TO DO
Please output, unchanged, the lines starting with the one containing "Check whether the metal" and going on through the one containing "[[0, 7, 398, 126]]", including both of them.

[Data entries]
+===+
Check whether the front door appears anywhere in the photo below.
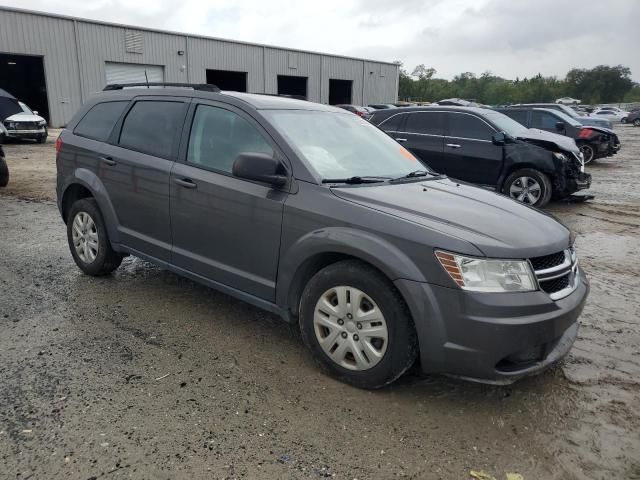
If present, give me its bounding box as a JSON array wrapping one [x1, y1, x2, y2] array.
[[170, 102, 287, 301]]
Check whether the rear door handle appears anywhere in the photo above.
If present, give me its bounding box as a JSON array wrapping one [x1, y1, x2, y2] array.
[[173, 178, 198, 188]]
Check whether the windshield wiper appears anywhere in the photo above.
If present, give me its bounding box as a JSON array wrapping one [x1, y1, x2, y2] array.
[[390, 170, 443, 182], [322, 177, 389, 185]]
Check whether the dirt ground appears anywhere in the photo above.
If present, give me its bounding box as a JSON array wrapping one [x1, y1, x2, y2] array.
[[0, 127, 640, 480]]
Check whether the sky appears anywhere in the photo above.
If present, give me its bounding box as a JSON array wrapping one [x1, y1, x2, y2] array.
[[0, 0, 640, 82]]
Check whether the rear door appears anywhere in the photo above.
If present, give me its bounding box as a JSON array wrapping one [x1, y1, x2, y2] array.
[[396, 112, 447, 172], [100, 96, 190, 262], [442, 112, 503, 186]]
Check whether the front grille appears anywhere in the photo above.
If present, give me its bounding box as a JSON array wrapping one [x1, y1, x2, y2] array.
[[531, 252, 564, 270], [540, 274, 569, 293]]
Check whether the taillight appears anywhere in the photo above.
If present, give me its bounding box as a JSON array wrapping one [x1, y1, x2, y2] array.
[[578, 128, 593, 138]]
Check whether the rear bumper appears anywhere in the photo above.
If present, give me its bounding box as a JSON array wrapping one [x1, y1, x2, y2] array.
[[396, 272, 589, 384]]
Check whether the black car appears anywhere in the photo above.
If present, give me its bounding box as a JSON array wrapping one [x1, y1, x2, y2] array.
[[496, 107, 620, 164], [370, 106, 591, 207]]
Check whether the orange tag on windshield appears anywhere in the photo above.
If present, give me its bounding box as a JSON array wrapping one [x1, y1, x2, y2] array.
[[400, 147, 418, 162]]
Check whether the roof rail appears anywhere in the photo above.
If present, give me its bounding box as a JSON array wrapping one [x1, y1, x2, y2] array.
[[102, 82, 220, 92]]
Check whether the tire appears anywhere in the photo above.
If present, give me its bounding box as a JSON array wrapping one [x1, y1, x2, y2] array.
[[67, 198, 122, 277], [580, 143, 596, 165], [299, 260, 418, 389], [502, 168, 553, 208], [0, 155, 9, 187]]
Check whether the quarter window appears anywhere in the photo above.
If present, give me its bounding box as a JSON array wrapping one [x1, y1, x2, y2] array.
[[73, 102, 129, 142], [119, 100, 184, 159], [448, 113, 494, 141], [187, 105, 274, 173]]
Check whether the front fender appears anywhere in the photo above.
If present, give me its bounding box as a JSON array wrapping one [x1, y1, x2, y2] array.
[[276, 227, 425, 312], [58, 168, 120, 244]]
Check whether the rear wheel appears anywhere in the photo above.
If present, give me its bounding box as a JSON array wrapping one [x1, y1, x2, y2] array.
[[502, 168, 552, 208], [300, 260, 418, 388], [67, 198, 122, 276]]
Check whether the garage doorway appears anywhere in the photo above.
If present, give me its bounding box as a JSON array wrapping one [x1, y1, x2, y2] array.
[[207, 70, 247, 92], [329, 78, 353, 105], [278, 75, 307, 100], [0, 53, 49, 122]]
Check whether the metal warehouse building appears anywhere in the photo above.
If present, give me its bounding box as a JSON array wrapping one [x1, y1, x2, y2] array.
[[0, 7, 398, 127]]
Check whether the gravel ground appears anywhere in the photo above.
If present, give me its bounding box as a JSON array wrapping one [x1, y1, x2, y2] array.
[[0, 127, 640, 480]]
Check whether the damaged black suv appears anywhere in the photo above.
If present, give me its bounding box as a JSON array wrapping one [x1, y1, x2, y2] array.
[[370, 106, 591, 207]]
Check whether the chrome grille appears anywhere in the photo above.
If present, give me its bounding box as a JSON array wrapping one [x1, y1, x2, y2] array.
[[529, 248, 579, 300]]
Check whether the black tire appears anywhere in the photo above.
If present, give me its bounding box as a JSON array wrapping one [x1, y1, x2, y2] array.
[[580, 143, 596, 165], [299, 260, 418, 389], [0, 155, 9, 187], [67, 198, 122, 277], [502, 168, 553, 208]]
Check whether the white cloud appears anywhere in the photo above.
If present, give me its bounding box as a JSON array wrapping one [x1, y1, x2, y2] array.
[[2, 0, 640, 80]]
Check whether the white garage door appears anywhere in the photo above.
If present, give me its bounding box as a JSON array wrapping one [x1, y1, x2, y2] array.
[[105, 62, 164, 84]]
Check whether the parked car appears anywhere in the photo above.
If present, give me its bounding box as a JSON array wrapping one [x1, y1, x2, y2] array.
[[336, 104, 370, 118], [370, 106, 591, 207], [498, 107, 620, 164], [56, 84, 589, 388], [510, 103, 613, 130], [3, 101, 49, 143], [556, 97, 581, 105], [623, 110, 640, 127]]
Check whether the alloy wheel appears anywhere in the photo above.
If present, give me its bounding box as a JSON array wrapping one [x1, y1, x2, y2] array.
[[509, 177, 542, 205], [72, 212, 99, 263], [313, 286, 389, 371]]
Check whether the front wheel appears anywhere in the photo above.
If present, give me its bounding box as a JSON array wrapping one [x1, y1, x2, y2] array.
[[67, 198, 122, 277], [300, 260, 418, 389], [502, 168, 553, 208]]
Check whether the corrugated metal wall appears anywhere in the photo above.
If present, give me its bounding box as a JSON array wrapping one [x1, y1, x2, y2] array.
[[0, 7, 398, 126]]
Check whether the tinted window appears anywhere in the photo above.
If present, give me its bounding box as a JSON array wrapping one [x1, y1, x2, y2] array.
[[504, 110, 527, 125], [531, 110, 559, 130], [404, 112, 444, 135], [120, 100, 184, 158], [380, 114, 404, 132], [73, 102, 129, 142], [187, 105, 273, 173], [448, 113, 495, 140]]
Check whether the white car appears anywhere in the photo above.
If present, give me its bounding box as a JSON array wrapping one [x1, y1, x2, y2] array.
[[3, 102, 49, 143], [556, 97, 581, 105]]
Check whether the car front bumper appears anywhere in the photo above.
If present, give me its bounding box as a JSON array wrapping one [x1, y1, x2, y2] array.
[[395, 271, 589, 384]]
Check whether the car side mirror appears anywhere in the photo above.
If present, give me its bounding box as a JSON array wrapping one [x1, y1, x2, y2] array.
[[231, 152, 287, 187]]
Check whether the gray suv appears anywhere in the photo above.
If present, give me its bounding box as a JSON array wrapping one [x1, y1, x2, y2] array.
[[56, 85, 589, 388]]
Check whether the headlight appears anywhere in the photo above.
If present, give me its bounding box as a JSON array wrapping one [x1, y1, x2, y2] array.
[[436, 250, 538, 292]]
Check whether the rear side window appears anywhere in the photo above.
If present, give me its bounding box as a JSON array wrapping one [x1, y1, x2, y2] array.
[[73, 101, 129, 142], [187, 105, 274, 173], [380, 114, 405, 132], [531, 110, 558, 129], [119, 100, 184, 159], [502, 110, 527, 126], [404, 112, 444, 135], [448, 113, 495, 141]]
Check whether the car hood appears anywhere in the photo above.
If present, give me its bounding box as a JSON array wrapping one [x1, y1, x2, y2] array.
[[4, 112, 44, 122], [518, 128, 580, 153], [331, 178, 570, 258]]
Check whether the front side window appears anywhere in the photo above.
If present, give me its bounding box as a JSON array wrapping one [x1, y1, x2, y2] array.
[[264, 110, 425, 179], [73, 101, 129, 142], [119, 100, 184, 159], [187, 105, 274, 173], [448, 113, 495, 141]]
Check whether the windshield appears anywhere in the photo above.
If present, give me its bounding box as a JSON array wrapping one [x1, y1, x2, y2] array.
[[264, 110, 425, 179], [18, 102, 33, 115], [484, 112, 527, 138]]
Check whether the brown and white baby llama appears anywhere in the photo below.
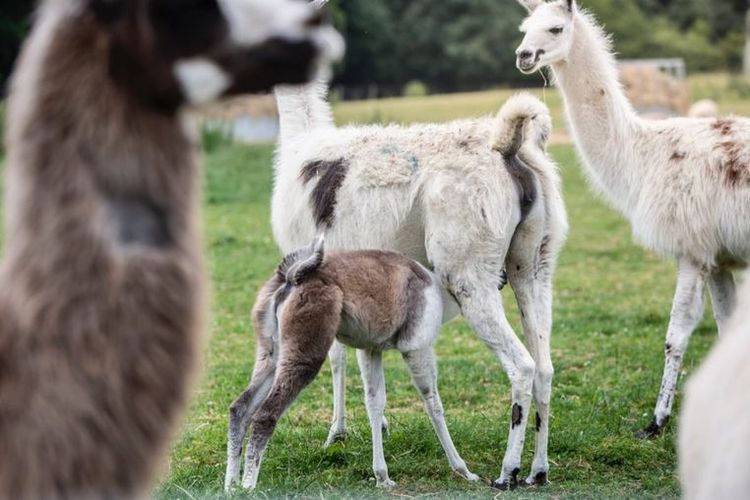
+===+
CORRECT RESULT
Check whether the metal warehouse building appears anywhere in the photo above.
If present, give me its bounding box as a JSON array wrapping one [x1, y1, x2, y2] array.
[[0, 7, 398, 127]]
Check whether the gravel ground appears anywhere in the photo above.
If present, give me its bounding box as a JSON array wrapping one [x1, y1, x2, y2] array.
[[0, 127, 640, 480]]
Check whether the damaged black suv appears anywhere in the photo above.
If present, give me its bounding box as a JSON array wrapping one [x1, y1, x2, y2] array.
[[370, 106, 591, 207]]
Check whether the chrome grille appears anywhere in the photo above.
If present, give me its bounding box as a JSON array wrapping one [x1, y1, x2, y2] array.
[[529, 248, 579, 300]]
Check whether the black tire appears anywhere in the photo above.
If present, give me its bounding box as a JSON array wrapping one [x1, y1, x2, y2] array.
[[580, 143, 596, 165], [299, 260, 418, 389], [0, 155, 9, 187], [67, 198, 122, 277], [502, 168, 553, 208]]
Check whether the white cloud appears anywhere in the photo above.
If present, give me its bounding box as a JSON array wrapping one [x1, y1, x2, y2] array.
[[2, 0, 640, 80]]
Check whether the white garage door appears anywhere in the photo above.
If present, give me its bounding box as a JSON array wrapping one [x1, y1, x2, y2] array.
[[105, 62, 164, 84]]
Check whether the parked car appears anywhere in the photo above.
If present, give me its bounding box as a JSON array wrapping one [x1, y1, x2, y2] array.
[[336, 104, 370, 118], [370, 106, 591, 207], [498, 107, 620, 164], [56, 84, 589, 388], [510, 103, 613, 130], [3, 101, 49, 143], [556, 97, 581, 105], [623, 110, 640, 127]]
Check whether the alloy wheel appears anywhere in the photo above.
If present, give me its bounding box as a JSON array wrapping one [x1, y1, x2, y2] array.
[[509, 177, 542, 205], [72, 212, 99, 263], [313, 286, 389, 371]]
Check whether the front wheel appears anywhere in the photo above.
If present, give me its bounding box as a JSON array wrapping one [x1, y1, x2, y2] array.
[[67, 198, 122, 277], [300, 260, 418, 389], [502, 168, 553, 208]]
Check whether the corrugated metal wall appears anywhere in the photo above.
If present, give me its bounding box as a JSON array wrapping one [x1, y1, x2, y2] array.
[[0, 7, 398, 126]]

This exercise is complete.